*** Dataset Section Begins ***

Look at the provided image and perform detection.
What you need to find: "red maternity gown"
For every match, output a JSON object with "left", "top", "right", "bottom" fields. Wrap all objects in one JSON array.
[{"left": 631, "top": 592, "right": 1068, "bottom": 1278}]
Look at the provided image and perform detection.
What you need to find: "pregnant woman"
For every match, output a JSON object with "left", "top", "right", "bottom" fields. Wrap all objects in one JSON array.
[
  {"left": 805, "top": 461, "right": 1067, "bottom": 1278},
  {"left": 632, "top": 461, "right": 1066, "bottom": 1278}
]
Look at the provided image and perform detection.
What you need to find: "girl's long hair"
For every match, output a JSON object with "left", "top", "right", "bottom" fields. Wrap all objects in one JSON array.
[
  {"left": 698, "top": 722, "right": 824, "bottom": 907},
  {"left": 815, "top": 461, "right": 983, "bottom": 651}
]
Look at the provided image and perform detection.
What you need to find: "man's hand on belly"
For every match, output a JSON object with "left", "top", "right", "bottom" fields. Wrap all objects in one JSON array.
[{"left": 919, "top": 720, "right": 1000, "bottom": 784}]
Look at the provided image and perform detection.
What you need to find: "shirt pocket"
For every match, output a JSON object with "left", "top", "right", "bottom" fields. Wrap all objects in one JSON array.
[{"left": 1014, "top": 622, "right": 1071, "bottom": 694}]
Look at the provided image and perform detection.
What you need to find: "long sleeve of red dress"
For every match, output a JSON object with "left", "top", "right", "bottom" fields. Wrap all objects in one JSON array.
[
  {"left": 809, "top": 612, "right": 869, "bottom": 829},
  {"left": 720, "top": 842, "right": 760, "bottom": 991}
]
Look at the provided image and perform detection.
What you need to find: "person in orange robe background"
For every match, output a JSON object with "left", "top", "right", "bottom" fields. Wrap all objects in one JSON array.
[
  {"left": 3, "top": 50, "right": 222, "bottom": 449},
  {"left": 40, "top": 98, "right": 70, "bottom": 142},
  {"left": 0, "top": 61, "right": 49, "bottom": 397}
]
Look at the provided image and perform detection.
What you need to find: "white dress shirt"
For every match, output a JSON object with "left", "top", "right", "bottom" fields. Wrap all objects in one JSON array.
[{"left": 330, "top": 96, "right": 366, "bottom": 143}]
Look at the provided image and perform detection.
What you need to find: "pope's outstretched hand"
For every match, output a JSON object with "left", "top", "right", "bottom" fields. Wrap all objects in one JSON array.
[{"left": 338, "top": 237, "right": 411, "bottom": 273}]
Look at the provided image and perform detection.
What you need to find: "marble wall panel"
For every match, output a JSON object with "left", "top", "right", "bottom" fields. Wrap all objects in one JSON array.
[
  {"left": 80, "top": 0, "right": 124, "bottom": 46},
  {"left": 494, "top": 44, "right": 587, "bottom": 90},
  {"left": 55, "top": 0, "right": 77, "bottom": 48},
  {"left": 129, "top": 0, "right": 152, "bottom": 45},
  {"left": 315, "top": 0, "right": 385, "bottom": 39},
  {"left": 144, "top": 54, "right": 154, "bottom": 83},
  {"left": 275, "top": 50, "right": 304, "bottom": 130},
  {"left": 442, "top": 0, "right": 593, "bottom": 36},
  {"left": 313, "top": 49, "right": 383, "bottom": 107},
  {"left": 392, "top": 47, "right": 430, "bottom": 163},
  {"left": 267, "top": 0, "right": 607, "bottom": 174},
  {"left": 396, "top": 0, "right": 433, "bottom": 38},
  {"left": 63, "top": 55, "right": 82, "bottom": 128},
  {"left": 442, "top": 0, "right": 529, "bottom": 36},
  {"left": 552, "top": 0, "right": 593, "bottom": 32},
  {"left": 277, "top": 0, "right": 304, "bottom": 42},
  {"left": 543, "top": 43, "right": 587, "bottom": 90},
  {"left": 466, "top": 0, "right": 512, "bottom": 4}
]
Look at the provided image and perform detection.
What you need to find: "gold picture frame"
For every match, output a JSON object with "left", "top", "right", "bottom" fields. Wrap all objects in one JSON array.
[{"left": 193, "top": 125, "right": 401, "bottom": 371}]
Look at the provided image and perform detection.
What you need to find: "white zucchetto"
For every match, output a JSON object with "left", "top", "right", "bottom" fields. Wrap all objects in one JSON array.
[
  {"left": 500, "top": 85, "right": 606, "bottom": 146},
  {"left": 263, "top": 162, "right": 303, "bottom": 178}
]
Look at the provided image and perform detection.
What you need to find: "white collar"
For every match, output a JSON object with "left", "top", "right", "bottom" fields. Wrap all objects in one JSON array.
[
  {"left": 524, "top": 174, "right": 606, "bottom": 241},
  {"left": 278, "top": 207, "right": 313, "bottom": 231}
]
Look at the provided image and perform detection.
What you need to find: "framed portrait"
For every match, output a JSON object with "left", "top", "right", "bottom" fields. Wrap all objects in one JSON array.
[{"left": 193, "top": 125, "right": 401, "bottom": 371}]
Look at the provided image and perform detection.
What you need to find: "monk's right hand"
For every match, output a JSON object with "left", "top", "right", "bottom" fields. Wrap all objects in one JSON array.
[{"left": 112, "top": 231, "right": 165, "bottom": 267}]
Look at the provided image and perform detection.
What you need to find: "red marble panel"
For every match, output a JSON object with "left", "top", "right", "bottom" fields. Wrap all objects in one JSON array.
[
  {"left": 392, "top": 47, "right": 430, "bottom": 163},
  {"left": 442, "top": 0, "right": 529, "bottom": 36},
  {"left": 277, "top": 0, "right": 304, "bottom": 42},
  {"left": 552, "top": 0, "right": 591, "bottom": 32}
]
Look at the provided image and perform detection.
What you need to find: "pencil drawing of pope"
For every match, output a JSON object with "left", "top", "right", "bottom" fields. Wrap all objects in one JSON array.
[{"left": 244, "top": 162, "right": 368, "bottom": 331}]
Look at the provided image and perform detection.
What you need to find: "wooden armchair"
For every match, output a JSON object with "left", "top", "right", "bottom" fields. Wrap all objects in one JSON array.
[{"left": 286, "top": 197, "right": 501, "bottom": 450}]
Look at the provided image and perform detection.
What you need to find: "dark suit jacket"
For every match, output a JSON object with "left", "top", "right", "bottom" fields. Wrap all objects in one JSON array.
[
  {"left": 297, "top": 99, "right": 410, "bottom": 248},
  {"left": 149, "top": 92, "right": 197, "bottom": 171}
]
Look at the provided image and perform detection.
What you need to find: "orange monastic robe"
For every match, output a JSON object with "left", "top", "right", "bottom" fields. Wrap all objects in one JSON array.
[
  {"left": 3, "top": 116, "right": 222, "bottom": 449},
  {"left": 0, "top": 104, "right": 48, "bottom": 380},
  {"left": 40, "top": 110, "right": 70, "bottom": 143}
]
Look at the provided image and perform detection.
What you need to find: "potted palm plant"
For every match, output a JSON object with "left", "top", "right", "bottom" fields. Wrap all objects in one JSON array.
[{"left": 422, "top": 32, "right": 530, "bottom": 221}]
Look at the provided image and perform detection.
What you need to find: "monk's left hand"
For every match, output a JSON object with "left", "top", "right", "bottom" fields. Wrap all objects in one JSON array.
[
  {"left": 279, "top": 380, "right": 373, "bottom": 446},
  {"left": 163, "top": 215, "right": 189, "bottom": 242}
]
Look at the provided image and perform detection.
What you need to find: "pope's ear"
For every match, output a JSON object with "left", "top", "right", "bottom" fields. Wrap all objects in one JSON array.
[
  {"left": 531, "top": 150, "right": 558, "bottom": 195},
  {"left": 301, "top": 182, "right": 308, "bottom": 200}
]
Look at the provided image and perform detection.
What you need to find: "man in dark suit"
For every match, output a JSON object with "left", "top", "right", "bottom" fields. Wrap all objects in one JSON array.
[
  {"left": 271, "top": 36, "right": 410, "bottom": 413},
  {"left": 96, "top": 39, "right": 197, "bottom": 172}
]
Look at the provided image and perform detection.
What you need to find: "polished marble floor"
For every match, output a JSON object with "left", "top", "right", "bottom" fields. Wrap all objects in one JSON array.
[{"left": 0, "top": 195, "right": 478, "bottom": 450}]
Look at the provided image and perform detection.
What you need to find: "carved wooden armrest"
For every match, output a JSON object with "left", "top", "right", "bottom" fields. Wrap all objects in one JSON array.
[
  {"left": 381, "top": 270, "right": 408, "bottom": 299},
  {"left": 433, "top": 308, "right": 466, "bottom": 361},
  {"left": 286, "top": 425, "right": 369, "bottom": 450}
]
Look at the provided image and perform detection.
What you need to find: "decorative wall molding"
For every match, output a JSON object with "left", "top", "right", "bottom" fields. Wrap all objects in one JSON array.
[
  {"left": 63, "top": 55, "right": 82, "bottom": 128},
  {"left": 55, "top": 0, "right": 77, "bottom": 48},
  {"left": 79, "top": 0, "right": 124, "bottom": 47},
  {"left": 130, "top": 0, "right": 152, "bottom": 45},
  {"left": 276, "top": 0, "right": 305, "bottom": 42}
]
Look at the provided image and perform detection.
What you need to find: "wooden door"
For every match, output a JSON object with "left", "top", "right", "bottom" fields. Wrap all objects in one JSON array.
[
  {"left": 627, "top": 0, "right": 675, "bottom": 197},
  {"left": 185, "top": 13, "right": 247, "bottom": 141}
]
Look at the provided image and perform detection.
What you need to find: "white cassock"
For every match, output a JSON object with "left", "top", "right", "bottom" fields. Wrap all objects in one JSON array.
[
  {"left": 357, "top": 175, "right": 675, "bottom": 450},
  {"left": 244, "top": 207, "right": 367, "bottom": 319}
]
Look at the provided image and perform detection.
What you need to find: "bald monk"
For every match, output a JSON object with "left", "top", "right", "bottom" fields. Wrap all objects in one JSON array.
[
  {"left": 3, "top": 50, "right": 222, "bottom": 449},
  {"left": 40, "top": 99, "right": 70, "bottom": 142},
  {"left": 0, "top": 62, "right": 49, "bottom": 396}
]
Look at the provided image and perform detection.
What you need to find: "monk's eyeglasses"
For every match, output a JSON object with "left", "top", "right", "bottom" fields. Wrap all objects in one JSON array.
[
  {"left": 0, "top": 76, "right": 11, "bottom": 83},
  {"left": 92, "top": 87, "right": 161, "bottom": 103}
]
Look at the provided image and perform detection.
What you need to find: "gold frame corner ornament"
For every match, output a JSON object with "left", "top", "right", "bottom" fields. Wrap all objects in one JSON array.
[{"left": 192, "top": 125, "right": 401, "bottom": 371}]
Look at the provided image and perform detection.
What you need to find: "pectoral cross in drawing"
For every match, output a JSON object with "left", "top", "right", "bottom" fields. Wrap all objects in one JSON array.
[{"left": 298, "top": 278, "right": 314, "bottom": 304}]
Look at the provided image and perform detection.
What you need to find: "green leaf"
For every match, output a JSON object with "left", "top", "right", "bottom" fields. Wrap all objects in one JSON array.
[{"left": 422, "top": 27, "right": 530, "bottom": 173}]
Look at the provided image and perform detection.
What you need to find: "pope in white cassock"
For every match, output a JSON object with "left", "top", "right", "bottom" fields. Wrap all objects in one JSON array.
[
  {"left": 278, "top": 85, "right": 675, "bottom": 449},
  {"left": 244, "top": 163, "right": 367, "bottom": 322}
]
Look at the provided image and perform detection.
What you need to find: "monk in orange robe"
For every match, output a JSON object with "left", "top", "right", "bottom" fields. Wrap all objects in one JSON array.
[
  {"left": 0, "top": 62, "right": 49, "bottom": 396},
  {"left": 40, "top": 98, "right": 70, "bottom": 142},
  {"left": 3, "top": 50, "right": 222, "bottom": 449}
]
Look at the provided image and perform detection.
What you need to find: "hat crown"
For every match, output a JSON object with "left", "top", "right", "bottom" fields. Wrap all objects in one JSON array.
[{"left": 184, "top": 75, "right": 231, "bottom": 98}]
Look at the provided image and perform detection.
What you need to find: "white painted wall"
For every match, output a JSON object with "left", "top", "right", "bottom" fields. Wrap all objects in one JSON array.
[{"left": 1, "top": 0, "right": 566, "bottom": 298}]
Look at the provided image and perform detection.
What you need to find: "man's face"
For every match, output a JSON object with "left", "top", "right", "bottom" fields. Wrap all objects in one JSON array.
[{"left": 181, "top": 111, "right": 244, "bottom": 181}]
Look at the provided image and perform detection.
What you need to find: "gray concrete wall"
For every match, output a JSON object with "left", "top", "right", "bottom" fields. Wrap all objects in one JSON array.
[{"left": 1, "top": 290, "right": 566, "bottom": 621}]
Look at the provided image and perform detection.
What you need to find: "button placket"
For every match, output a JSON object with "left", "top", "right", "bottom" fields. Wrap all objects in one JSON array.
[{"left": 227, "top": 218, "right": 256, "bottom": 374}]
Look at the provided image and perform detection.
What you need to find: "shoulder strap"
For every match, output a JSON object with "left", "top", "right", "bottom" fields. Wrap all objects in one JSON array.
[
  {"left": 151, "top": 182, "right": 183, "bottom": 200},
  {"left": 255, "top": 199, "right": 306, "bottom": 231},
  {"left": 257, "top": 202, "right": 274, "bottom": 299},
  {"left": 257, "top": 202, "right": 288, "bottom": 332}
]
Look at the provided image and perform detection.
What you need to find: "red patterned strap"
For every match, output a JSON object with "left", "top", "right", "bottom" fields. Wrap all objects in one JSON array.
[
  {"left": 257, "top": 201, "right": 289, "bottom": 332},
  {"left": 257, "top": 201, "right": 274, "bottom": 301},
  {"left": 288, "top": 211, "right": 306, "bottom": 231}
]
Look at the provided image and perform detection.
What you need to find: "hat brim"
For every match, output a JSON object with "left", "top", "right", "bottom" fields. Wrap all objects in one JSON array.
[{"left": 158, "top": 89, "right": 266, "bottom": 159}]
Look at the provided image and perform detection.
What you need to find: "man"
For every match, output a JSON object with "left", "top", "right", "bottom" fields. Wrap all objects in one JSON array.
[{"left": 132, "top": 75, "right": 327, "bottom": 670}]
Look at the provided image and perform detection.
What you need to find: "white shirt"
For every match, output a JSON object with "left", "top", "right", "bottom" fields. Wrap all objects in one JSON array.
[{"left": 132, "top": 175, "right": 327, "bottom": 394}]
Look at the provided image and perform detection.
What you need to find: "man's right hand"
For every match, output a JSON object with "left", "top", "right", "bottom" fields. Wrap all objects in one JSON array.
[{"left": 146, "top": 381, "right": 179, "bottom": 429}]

*** Dataset Section Ends ***

▶ _Directions for this task_
The lines to copy are those above that contain "cassock".

▶ _Task response_
What you need to find: "white cassock"
What you need to find: "pope in white cassock"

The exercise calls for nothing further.